◆ Texto proporcionado ◆
++++++++++++++++++++
Jesús volverá en forma visible: “Varones galileos, ¿por qué estáis mirando al cielo? Este mismo Jesús, que ha sido tomado de vosotros al cielo, así vendrá como le habéis visto ir al cielo” (Hechos 1:11). En otras palabras, los ángeles declararon que el mismo Señor que acababa de dejarlos —un ser personal, de carne y hueso, no una entidad espiritual (S. Lucas 24:36-43)— volvería a este mundo. Su segunda venida sería tan literal y personal como su ascensión. Por lo tanto, la venida de Cristo no será una experiencia interior, invisible, sino un encuentro real con una Persona visible. Con el fin de no dejar lugar a dudas en cuanto a la realidad de su retorno, Jesús amonestó a sus discípulos a no dejarse engañar por noticias de alguna segunda venida secreta; con este fin comparó su retorno al brillo del relámpago (S. Mateo 24:27).
++++++++++++++++++++
◆ Ejercicio escrito a ◆
Indica si cada afirmación concuerda con el texto sobre la segunda venida de Jesús, respondiendo sí o no y citando literalmente las palabras que lo deciden: (i) la venida de Cristo será una experiencia interior e invisible; (ii) Jesús comparó su retorno al brillo del relámpago; (iii) los ángeles anunciaron que volvería el mismo Señor que acababa de dejarlos.
Los registros no tienen relación alguna con el texto.

◆ Datos registrados ◆
++++++++++++++++++++
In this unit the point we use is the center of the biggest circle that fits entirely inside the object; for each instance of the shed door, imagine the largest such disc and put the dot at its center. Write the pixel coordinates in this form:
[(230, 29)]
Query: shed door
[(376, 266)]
++++++++++++++++++++
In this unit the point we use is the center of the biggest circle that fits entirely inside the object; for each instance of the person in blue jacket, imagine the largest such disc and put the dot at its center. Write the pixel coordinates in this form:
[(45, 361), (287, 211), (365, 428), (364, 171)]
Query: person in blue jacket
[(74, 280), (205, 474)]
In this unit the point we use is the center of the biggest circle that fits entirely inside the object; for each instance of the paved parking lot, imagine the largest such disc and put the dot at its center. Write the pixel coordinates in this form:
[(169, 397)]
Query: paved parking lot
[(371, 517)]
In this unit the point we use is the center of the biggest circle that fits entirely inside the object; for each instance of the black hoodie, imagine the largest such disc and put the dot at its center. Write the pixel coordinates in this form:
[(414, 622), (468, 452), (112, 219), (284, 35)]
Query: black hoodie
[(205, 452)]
++++++++++++++++++++
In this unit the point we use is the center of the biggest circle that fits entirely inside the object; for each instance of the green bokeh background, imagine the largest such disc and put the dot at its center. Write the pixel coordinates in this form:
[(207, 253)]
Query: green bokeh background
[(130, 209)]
++++++++++++++++++++
◆ Ejercicio escrito b ◆
Expresa como lista JSON de cadenas, con una cadena por línea y sin las líneas en blanco, el tramo de los registros que va desde la línea que contiene "of the shed" hasta la línea que contiene "[(376, 266)]", ambas incluidas.

◆ Solución a ◆
(i) No: "la venida de Cristo no será una experiencia interior, invisible, sino un encuentro real con una Persona visible".
(ii) Sí: "comparó su retorno al brillo del relámpago".
(iii) Sí: "los ángeles declararon que el mismo Señor que acababa de dejarlos".

◆ Solución b ◆
[
  "In this unit the point we use is the center of the biggest circle that fits entirely inside the object; for each instance of the shed door, imagine the largest such disc and put the dot at its center. Write the pixel coordinates in this form:",
  "[(230, 29)]",
  "Query: shed door",
  "[(376, 266)]"
]